▶ **WORK INSTRUCTIONS**:
A. How many lines in the records contain the string "coat"? Reply with the number alone.
B. Write what comes next in the terminal disconnect hardening notes, picking up after the last sentence shown.

+++ PASSAGE GIVEN +++

Skip to content

2026-05-16 — Terminal disconnect hardening

Motivation

Users reported the browser terminal repeatedly showing "disconnected" during normal dev work. Root-cause analysis of compose-full-containers.log identified three pain points:

  1. Terminal sidecar restarts (manual docker compose restart terminal, or a real Container App revision swap) drop the upstream WS with code 1006 and bubble up to the browser as "Disconnected".
  2. Docker / Container Apps DNS race right after the sidecar comes back: the very first websockets.connect("ws://terminal:7681/ws") sees [Errno -2] Name or service not known, the proxy closes the browser WS before accept(), and the browser receives HTTP 403 + has to wait through a full backoff cycle.
  3. Slow first reconnect — 800 ms backoff before any retry made a recoverable blip feel broken.

There was also benign log noise: terminal proxy final close failed: Unexpected ASGI message 'websocket.close' from a redundant close in the finally block.

User-facing change

A typical sidecar restart now feels like a screen flicker (~150 ms) on the terminal page, not a "Disconnected (code 1006) reconnecting in 0.8s" banner. Reconnect attempts past the first one keep the same exponential backoff (800 ms → 8 s) and the same "reconnecting…" banner.

API / backend diff

api/routes/terminal_ws.pyws_terminal():

  • Upstream websockets.connect() now retries up to 4 times with 0.2/0.4/0.8 s backoff (≈1.4 s total) on OSError, TimeoutError, websockets.InvalidHandshake. Any other exception is non-transient and fails fast as before.

+++ SOURCE DATA +++

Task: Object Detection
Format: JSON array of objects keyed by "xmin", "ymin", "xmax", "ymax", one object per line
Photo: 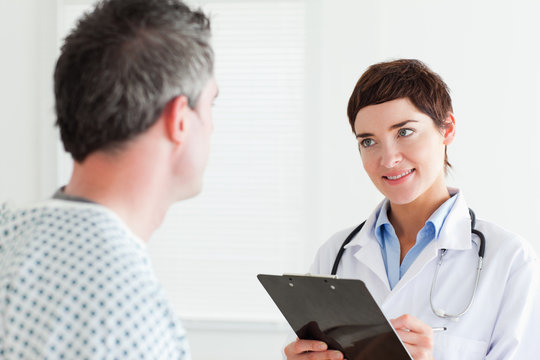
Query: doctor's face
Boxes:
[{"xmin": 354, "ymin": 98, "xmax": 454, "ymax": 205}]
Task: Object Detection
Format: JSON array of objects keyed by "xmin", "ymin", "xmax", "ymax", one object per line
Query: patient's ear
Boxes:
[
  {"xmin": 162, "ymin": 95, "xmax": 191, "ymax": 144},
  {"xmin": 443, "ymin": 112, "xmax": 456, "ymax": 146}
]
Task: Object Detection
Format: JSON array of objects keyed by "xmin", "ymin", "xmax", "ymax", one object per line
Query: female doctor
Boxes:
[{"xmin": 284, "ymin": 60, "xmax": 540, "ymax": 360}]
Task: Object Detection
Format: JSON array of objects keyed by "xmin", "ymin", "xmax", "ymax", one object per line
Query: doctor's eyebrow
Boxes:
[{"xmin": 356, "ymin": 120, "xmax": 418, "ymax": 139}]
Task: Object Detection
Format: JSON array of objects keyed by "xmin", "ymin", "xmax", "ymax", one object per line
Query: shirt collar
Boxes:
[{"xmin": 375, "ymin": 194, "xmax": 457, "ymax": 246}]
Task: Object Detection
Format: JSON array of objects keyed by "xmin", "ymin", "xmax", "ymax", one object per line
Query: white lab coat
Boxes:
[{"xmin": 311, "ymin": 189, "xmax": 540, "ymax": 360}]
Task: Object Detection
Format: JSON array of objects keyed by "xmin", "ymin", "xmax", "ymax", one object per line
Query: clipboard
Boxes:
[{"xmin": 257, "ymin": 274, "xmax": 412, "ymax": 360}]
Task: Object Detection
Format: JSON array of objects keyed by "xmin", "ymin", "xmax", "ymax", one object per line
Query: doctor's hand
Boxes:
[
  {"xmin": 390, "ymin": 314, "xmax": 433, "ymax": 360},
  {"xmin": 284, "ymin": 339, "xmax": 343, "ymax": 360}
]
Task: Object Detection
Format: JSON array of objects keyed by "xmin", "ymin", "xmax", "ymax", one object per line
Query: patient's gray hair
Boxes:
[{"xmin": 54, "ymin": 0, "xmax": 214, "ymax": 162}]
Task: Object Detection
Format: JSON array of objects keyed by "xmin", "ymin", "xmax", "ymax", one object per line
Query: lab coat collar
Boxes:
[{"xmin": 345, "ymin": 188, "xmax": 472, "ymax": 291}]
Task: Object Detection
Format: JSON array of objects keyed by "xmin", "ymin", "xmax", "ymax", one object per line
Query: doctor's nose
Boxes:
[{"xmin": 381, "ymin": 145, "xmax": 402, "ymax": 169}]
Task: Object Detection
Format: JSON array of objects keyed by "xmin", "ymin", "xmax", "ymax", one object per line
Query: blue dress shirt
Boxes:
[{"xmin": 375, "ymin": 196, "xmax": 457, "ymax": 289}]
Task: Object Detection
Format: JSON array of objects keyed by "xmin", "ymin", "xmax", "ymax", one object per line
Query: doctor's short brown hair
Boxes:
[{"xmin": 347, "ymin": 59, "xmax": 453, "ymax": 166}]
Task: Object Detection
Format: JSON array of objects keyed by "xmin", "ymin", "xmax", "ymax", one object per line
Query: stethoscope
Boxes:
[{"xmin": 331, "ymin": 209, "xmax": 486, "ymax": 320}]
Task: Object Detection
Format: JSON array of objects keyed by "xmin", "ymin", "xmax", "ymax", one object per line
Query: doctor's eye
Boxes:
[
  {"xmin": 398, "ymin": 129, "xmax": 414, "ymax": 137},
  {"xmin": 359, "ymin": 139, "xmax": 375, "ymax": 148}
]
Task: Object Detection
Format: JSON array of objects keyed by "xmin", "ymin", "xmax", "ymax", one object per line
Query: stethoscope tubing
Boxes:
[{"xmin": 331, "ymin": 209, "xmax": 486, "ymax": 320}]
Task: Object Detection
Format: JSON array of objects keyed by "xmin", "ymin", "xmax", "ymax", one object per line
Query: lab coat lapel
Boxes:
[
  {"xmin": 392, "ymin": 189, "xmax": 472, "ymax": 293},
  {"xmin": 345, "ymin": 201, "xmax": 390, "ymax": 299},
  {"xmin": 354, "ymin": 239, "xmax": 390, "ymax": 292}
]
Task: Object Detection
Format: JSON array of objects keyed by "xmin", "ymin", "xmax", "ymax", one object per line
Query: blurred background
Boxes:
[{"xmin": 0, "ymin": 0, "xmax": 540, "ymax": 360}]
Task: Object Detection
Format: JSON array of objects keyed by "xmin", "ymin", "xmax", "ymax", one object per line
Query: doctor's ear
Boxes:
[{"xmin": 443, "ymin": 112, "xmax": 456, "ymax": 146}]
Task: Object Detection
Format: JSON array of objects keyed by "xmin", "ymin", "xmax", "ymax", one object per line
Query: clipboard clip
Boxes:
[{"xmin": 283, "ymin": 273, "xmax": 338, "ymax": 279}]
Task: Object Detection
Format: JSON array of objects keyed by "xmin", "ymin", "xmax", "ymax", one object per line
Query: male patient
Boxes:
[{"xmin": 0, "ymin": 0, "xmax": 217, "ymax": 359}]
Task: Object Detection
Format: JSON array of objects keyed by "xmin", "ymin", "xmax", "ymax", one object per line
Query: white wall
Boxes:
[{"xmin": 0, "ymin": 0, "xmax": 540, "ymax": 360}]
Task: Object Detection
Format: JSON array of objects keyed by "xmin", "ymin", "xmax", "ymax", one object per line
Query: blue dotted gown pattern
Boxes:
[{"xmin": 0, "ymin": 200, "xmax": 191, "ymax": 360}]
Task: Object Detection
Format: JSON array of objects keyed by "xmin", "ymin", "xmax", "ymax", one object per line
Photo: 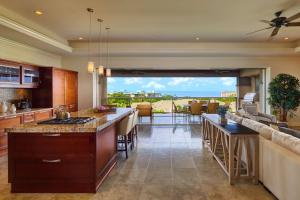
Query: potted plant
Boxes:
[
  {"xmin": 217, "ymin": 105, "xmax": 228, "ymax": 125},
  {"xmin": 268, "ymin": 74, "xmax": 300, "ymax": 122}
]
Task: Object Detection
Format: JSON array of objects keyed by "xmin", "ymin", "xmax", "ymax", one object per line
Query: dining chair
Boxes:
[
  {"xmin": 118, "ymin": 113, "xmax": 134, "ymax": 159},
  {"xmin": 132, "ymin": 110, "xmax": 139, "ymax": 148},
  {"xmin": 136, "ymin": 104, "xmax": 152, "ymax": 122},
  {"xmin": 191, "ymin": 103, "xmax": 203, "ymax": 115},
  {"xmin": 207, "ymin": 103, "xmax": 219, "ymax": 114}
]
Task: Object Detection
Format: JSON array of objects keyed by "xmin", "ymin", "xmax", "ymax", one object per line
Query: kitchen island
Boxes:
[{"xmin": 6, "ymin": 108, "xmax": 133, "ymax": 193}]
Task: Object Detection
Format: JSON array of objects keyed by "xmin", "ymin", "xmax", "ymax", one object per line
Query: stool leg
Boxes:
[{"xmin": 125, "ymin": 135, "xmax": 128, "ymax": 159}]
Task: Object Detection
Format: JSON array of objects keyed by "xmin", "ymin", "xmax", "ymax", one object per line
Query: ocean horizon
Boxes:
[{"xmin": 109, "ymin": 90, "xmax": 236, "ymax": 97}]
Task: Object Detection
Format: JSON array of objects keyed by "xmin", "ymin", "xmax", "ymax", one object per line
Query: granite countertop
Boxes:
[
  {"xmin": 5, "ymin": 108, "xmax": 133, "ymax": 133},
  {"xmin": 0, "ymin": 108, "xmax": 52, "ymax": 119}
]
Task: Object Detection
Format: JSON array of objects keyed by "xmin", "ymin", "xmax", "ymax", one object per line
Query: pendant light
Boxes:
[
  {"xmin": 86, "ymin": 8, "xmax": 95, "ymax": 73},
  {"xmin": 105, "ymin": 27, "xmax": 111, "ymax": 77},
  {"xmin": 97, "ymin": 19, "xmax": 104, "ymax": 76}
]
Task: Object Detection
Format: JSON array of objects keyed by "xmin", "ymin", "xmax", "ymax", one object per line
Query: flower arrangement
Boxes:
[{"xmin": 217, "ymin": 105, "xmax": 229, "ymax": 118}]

+++

▶ **RESPONSES FOR EACH TASK**:
A. 3

B.
  • Added open_timeout=4 to the upstream connect so a stuck DNS lookup doesn't hang the request forever.
  • Tracks browser_closed / upstream_closed flags inside the b2u/u2b forwarders and skips the redundant websocket.close() / upstream.close() calls in the cleanup paths — kills the noisy "Unexpected ASGI message" debug log on every clean close.

Frontend diff

web/src/pages/RemoteTerminal.tsx — reconnect handler:

  • First reconnect after an onclose is fast (150 ms); attempts 2+ keep the exponential 800 ms → 8 s backoff.
  • Only writes the yellow "reconnecting in Ns…" banner into the terminal starting from the second attempt; the fast first retry just flips the status pill to "connecting" with a quiet "Reconnecting…" message.

Validation

  • uv run pytest -q api/tests → 207 passed.
  • uv run ruff check api/routes/terminal_ws.py → clean.
  • cd web && npm run build → clean build.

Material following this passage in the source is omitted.